STATED PROBLEM >> Return, word for word, the lines starting at the one containing "Query: flat meadow" and ending at the one containing "[(40, 142), (81, 101), (70, 86), (0, 88), (0, 150)]", with both of those lines included.

RECORDS TO PROCESS >>
-- start --

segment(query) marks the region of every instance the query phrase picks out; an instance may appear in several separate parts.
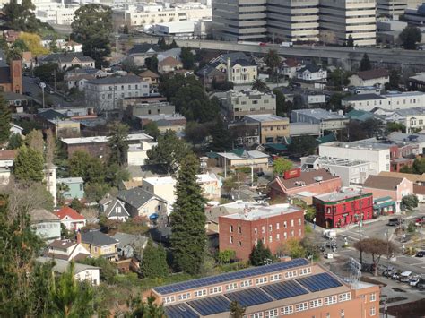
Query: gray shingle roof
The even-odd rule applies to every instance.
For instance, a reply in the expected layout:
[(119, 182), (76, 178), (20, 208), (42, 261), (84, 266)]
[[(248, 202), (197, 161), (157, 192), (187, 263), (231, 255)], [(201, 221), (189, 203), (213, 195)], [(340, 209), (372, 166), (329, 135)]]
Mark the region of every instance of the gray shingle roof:
[(82, 242), (91, 244), (98, 246), (106, 246), (117, 244), (117, 240), (108, 236), (99, 230), (90, 230), (82, 233)]

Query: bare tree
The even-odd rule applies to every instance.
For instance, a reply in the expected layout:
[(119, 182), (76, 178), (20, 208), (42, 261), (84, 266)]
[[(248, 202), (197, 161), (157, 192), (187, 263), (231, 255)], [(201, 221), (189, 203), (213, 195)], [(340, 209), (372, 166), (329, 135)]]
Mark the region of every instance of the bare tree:
[(354, 247), (360, 253), (363, 252), (372, 255), (375, 276), (377, 275), (377, 265), (379, 264), (381, 256), (386, 255), (386, 257), (389, 257), (396, 249), (392, 242), (374, 237), (358, 241), (354, 244)]

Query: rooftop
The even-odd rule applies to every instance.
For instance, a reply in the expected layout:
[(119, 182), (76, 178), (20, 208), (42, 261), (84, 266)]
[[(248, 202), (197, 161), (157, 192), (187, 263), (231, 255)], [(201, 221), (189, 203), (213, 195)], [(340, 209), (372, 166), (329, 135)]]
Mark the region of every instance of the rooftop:
[(256, 208), (246, 208), (242, 213), (233, 213), (223, 216), (222, 218), (244, 219), (248, 221), (257, 220), (275, 217), (277, 215), (289, 214), (299, 211), (300, 209), (288, 203), (274, 204), (269, 206), (261, 206)]

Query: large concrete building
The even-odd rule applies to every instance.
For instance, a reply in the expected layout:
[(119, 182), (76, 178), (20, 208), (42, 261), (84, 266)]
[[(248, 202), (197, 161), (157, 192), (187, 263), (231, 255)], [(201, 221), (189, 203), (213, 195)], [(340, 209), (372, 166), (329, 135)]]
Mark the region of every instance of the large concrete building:
[(215, 0), (214, 37), (226, 40), (376, 44), (376, 0)]

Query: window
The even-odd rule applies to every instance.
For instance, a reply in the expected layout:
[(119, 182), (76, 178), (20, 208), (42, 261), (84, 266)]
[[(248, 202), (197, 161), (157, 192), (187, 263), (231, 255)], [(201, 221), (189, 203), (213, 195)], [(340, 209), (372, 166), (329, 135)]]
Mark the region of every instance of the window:
[(200, 297), (206, 295), (206, 289), (196, 290), (194, 293), (194, 297)]
[(291, 314), (294, 312), (294, 307), (291, 305), (287, 305), (286, 307), (281, 308), (281, 314)]
[(218, 294), (222, 291), (221, 286), (215, 286), (210, 288), (210, 294)]
[(190, 293), (185, 293), (178, 295), (178, 300), (186, 300), (190, 298)]
[(176, 301), (176, 297), (174, 296), (169, 296), (168, 297), (164, 298), (164, 304), (174, 303)]
[(325, 297), (325, 305), (336, 304), (336, 295)]
[(279, 317), (279, 311), (277, 310), (277, 308), (271, 309), (271, 310), (266, 310), (265, 311), (265, 317), (266, 318)]
[(345, 302), (347, 300), (351, 299), (351, 293), (344, 293), (344, 294), (340, 294), (339, 296), (339, 301), (340, 302)]
[(302, 312), (308, 309), (308, 304), (307, 302), (295, 305), (295, 312)]
[(270, 276), (270, 281), (282, 280), (282, 274), (274, 274)]
[(240, 282), (241, 288), (249, 287), (249, 286), (252, 286), (252, 279), (247, 279)]
[(267, 282), (267, 277), (260, 277), (256, 279), (256, 285), (265, 284)]
[(322, 299), (315, 299), (310, 301), (310, 308), (317, 308), (323, 305)]
[(376, 300), (377, 300), (377, 294), (375, 293), (370, 294), (370, 301), (374, 302)]

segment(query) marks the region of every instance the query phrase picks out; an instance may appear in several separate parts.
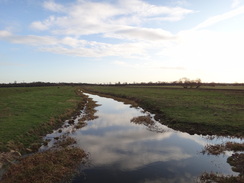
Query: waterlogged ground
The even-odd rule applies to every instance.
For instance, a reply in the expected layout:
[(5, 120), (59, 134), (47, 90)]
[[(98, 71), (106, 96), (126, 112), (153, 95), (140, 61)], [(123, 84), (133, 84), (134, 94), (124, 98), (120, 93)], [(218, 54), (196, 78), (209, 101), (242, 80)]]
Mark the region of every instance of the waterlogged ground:
[[(202, 151), (208, 144), (243, 140), (177, 132), (154, 121), (150, 118), (153, 115), (141, 108), (87, 95), (100, 104), (95, 113), (98, 118), (86, 121), (82, 128), (72, 128), (67, 121), (63, 129), (46, 136), (51, 146), (68, 135), (76, 140), (76, 146), (90, 154), (88, 165), (82, 165), (73, 183), (190, 183), (204, 172), (237, 175), (226, 162), (232, 152), (215, 156)], [(74, 120), (76, 123), (78, 119)]]

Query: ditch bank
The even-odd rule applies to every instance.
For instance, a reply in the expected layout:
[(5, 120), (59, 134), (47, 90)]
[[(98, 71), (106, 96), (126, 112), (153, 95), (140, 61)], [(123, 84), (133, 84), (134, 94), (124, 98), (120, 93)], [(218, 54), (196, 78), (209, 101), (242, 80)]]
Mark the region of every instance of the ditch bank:
[[(9, 152), (0, 154), (1, 182), (63, 182), (78, 173), (77, 168), (87, 162), (88, 154), (83, 149), (75, 147), (76, 141), (68, 137), (68, 132), (63, 129), (75, 130), (86, 126), (86, 121), (96, 118), (94, 116), (96, 103), (80, 90), (77, 90), (76, 94), (82, 99), (76, 109), (69, 110), (59, 119), (51, 120), (47, 125), (39, 127), (39, 130), (38, 128), (32, 130), (33, 135), (37, 133), (39, 136), (42, 134), (43, 137), (47, 134), (45, 133), (47, 127), (57, 129), (62, 125), (56, 130), (58, 137), (52, 140), (45, 139), (42, 143), (38, 140), (35, 148), (24, 147), (15, 142), (12, 147), (7, 146)], [(64, 118), (68, 120), (64, 122)], [(56, 122), (52, 123), (53, 121)]]

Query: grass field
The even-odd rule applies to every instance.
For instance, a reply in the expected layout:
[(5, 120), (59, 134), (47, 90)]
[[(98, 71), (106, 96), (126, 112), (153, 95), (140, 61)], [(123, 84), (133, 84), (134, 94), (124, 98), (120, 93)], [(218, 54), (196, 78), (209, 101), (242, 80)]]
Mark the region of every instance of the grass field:
[(39, 142), (81, 101), (74, 87), (0, 88), (0, 150)]
[(241, 88), (87, 86), (84, 89), (134, 100), (177, 130), (244, 136), (244, 90)]

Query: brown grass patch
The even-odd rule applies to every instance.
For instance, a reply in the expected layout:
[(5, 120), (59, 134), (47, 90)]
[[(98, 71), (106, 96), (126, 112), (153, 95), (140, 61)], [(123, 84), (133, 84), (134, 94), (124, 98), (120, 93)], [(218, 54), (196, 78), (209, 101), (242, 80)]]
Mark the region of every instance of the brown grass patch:
[(63, 148), (36, 153), (12, 165), (2, 183), (56, 183), (68, 180), (84, 163), (87, 154), (78, 148)]
[(146, 126), (154, 124), (154, 121), (151, 119), (150, 116), (138, 116), (132, 118), (130, 121), (135, 124), (144, 124)]

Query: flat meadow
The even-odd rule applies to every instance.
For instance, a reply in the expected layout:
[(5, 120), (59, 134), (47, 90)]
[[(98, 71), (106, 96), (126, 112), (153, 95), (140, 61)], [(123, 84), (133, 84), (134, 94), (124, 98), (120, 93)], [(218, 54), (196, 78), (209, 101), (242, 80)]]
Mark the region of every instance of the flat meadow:
[(40, 142), (81, 101), (70, 86), (0, 88), (0, 150)]

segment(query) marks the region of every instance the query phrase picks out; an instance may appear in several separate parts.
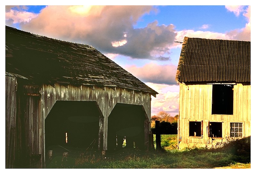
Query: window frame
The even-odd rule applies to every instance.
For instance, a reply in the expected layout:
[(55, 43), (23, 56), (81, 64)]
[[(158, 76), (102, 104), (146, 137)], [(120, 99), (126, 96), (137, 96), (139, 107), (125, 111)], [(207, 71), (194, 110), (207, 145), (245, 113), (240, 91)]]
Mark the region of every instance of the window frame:
[[(212, 85), (212, 115), (234, 115), (234, 100), (233, 83), (214, 83)], [(232, 91), (225, 86), (229, 86)], [(223, 91), (221, 92), (221, 91)], [(221, 97), (222, 96), (222, 100)], [(222, 103), (220, 101), (222, 100)], [(232, 104), (231, 103), (232, 103)], [(224, 109), (226, 108), (226, 110)]]
[[(229, 123), (229, 126), (230, 126), (230, 131), (229, 131), (229, 137), (230, 137), (230, 138), (242, 138), (244, 137), (244, 123), (243, 122), (230, 122), (229, 123)], [(235, 137), (235, 136), (231, 136), (231, 130), (232, 130), (232, 126), (231, 126), (231, 124), (232, 123), (234, 123), (235, 124), (235, 126), (234, 127), (234, 132), (232, 132), (232, 133), (234, 133), (234, 135), (235, 135), (235, 133), (238, 133), (238, 135), (239, 135), (239, 133), (241, 133), (242, 134), (242, 136), (241, 136), (240, 137), (239, 137), (239, 135), (238, 135), (238, 137)], [(235, 124), (236, 123), (238, 123), (238, 127), (236, 127), (235, 126)], [(242, 127), (239, 127), (239, 124), (242, 124)], [(235, 131), (236, 128), (237, 128), (238, 129), (238, 132), (236, 132)], [(240, 132), (240, 131), (239, 131), (239, 129), (241, 129), (241, 130), (242, 130), (242, 131), (241, 132)]]
[[(211, 123), (219, 123), (221, 124), (221, 137), (212, 137), (211, 136), (211, 125), (210, 124)], [(217, 121), (208, 121), (208, 137), (209, 138), (212, 138), (212, 139), (223, 139), (223, 122), (217, 122)]]
[[(201, 123), (201, 135), (200, 136), (190, 136), (190, 126), (189, 126), (189, 123), (190, 122), (198, 122), (198, 123)], [(203, 120), (200, 120), (200, 121), (197, 121), (197, 120), (188, 120), (188, 137), (189, 138), (203, 138)]]

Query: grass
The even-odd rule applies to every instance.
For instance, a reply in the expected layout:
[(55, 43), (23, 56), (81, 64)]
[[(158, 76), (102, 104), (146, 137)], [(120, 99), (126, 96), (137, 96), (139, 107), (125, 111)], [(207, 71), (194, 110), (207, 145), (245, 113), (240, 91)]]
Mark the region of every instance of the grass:
[[(154, 137), (155, 140), (155, 137)], [(53, 159), (49, 168), (85, 169), (250, 168), (250, 152), (238, 153), (233, 145), (220, 148), (177, 149), (177, 135), (161, 136), (162, 150), (148, 152), (124, 148), (115, 153), (102, 156), (96, 151), (70, 155), (57, 162)], [(228, 149), (228, 150), (227, 150)], [(59, 160), (60, 161), (60, 160)]]

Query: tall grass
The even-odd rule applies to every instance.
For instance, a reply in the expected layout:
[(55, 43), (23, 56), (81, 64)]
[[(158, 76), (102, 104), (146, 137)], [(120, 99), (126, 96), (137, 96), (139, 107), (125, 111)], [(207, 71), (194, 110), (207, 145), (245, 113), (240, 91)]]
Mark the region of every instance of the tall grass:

-- end --

RESULT >>
Query: flat meadow
The even-odd rule applies to every instance.
For instance, a reply in the expected layout:
[(5, 120), (59, 134), (47, 90)]
[[(98, 71), (106, 96), (126, 112), (153, 95), (140, 61)], [(123, 84), (133, 84), (134, 94), (124, 98), (120, 93)], [(218, 54), (196, 78), (209, 101), (242, 80)]]
Mark the region of every instance of the flat meadow:
[(40, 142), (81, 101), (70, 86), (0, 88), (0, 150)]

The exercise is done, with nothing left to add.